Set task: Quote every row below word for word, changing nothing.

--- Start of Material provided ---

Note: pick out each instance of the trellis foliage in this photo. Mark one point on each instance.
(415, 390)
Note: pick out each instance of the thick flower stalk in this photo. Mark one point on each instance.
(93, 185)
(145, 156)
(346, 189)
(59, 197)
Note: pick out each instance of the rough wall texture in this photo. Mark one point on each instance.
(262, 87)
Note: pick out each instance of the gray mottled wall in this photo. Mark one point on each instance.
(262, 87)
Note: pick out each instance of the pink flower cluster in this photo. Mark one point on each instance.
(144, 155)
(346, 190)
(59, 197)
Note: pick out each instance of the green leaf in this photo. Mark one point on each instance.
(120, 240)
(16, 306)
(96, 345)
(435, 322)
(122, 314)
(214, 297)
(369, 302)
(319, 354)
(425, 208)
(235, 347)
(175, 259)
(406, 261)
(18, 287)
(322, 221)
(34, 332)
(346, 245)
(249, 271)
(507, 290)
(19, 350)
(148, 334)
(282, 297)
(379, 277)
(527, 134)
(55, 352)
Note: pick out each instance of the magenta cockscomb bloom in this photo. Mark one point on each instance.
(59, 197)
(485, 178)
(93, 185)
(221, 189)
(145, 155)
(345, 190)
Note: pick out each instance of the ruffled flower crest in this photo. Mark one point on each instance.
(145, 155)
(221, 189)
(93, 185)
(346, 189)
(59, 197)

--- End of Material provided ---

Task response:
Note: pick out each instance of the trellis foliage in this photo. Mark one point on each instance.
(415, 390)
Note: pick out each instance of the thick flower stalk in this photo. Mark one point on each instance.
(93, 185)
(145, 156)
(346, 189)
(59, 197)
Note: pick out each instance of the rough wall texture in this photo. Mark one point on each instance.
(262, 87)
Note: pick out each instance of the gray mottled wall in this photo. Mark one point on each instance.
(262, 87)
Note: pick out each instance of the pink flower cluster in this photo. Mark one point on each instance.
(144, 155)
(346, 190)
(59, 197)
Note: pick out each instance of the green leaf in this photo. Mark one point on each instance.
(120, 240)
(16, 306)
(96, 345)
(435, 322)
(122, 314)
(214, 297)
(369, 302)
(319, 354)
(425, 208)
(235, 347)
(175, 259)
(406, 261)
(18, 287)
(322, 221)
(34, 332)
(346, 245)
(249, 271)
(507, 290)
(19, 350)
(148, 334)
(282, 297)
(379, 277)
(527, 134)
(55, 352)
Note: pick out each instance of the magenta cockscomb bloom in this photo. Mark one point on each instance.
(59, 197)
(485, 178)
(93, 185)
(221, 189)
(145, 155)
(345, 190)
Note: pick out each instance of the ruffled flower crest in this photo. Mark one point on each instance.
(145, 155)
(221, 189)
(93, 185)
(346, 189)
(59, 197)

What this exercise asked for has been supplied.